Peradaban Islam : Peradaban Baca Tulis
Budaya baca tulis sejak dulu selalu dijadikan barometer dalam mengukur tingkat peradaban suatu bangsa. Ini bicara tingkat peradaban bukan tingkat kesejahteraan. Peradaban yang belum kenal budaya baca tulis biasanya dimasukkan sebagai peradaban terbelakang.
Maka usaha Nabi SAW dalam menaikkan derajat peradaban bangsa Arab yang ummi dilakuan lewat beberapa perintah baca tulis.
Pertama : lafazh Al-Quran yang pertama kali turun itu berupa kata perintah (fi'il amr) yang berbunyi : IQRA' dan artinya : bacalah.
Kedua : 70 orang kafir tawanan perang Badar pun diperintahkan masing-masing mengajar 10 kaum muslimin, kalau tidak mau bayar tebusan.
Ketiga : lewat program penulisan wahyu Al-Quran. Beliau punya team penulis wahyu yang cukup banyak anggotanya, sampai berjumlah 43 orang.

........

**DESKRIPSI LATIHAN**
Tuliskan kembali sebagian kutipan tentang budaya baca tulis tanpa mengubah apa pun. Mulailah dari kata-kata "Peradaban Islam : Peradaban", lalu berhentilah setelah "perintah baca tulis.".

........

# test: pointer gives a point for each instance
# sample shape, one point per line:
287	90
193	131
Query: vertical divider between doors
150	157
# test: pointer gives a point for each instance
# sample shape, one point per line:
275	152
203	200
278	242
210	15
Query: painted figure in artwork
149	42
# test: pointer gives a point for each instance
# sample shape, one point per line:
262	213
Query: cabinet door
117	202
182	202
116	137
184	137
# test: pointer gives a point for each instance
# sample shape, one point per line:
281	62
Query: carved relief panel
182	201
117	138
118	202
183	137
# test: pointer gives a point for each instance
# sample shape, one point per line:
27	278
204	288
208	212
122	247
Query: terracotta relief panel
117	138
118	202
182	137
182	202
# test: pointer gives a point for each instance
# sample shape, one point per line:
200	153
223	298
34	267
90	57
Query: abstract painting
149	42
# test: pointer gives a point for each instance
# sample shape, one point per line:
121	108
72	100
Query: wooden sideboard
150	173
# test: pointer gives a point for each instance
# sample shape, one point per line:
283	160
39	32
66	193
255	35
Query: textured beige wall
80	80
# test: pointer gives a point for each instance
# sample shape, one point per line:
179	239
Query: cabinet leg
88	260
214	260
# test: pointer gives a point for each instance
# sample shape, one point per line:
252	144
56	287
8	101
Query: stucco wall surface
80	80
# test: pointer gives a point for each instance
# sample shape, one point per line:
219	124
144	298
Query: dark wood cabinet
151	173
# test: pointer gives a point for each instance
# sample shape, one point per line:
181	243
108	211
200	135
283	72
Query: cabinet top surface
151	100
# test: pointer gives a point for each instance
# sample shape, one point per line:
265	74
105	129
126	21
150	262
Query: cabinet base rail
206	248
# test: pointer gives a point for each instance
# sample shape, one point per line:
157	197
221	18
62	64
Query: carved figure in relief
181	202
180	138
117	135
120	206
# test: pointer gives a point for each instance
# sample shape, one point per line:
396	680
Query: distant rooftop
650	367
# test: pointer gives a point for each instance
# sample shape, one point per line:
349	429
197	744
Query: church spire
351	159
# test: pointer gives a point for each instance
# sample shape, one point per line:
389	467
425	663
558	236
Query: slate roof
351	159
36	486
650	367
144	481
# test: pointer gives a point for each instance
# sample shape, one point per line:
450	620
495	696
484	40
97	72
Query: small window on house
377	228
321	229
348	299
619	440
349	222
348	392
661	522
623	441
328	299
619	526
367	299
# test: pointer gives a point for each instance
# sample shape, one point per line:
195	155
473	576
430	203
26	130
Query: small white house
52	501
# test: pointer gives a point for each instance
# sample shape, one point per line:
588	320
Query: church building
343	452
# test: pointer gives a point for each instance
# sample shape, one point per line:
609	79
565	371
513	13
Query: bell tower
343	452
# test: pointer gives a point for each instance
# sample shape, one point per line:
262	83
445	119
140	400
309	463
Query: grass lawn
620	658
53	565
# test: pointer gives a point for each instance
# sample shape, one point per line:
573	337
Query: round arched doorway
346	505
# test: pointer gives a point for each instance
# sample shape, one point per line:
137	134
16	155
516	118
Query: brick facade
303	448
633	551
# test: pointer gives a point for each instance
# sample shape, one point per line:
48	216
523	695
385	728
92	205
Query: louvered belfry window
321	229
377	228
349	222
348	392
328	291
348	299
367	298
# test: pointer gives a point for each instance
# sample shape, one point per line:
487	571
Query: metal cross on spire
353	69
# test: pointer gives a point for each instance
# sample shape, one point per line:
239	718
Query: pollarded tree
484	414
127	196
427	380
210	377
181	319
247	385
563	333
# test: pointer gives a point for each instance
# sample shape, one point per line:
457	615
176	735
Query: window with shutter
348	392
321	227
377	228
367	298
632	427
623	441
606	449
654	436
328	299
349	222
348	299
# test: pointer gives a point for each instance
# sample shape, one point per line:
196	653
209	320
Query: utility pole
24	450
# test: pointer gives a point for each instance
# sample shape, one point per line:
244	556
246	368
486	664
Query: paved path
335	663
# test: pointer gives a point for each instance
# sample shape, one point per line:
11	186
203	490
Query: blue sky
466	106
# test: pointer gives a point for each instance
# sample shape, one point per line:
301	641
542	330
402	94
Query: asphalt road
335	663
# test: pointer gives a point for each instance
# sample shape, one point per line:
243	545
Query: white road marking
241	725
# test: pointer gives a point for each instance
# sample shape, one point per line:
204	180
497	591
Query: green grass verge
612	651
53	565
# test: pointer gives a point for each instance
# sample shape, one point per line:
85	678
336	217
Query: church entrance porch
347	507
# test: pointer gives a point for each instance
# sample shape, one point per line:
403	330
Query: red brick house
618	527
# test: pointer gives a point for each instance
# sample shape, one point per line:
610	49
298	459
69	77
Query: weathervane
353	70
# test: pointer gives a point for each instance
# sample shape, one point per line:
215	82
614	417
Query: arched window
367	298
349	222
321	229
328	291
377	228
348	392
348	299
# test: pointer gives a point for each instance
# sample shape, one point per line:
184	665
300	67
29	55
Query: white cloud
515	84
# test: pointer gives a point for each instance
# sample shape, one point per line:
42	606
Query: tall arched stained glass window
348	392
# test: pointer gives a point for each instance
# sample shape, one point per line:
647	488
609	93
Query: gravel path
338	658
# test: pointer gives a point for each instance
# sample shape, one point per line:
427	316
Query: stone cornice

........

**JAWABAN TUGAS**
Peradaban Islam : Peradaban Baca Tulis
Budaya baca tulis sejak dulu selalu dijadikan barometer dalam mengukur tingkat peradaban suatu bangsa. Ini bicara tingkat peradaban bukan tingkat kesejahteraan. Peradaban yang belum kenal budaya baca tulis biasanya dimasukkan sebagai peradaban terbelakang.
Maka usaha Nabi SAW dalam menaikkan derajat peradaban bangsa Arab yang ummi dilakuan lewat beberapa perintah baca tulis.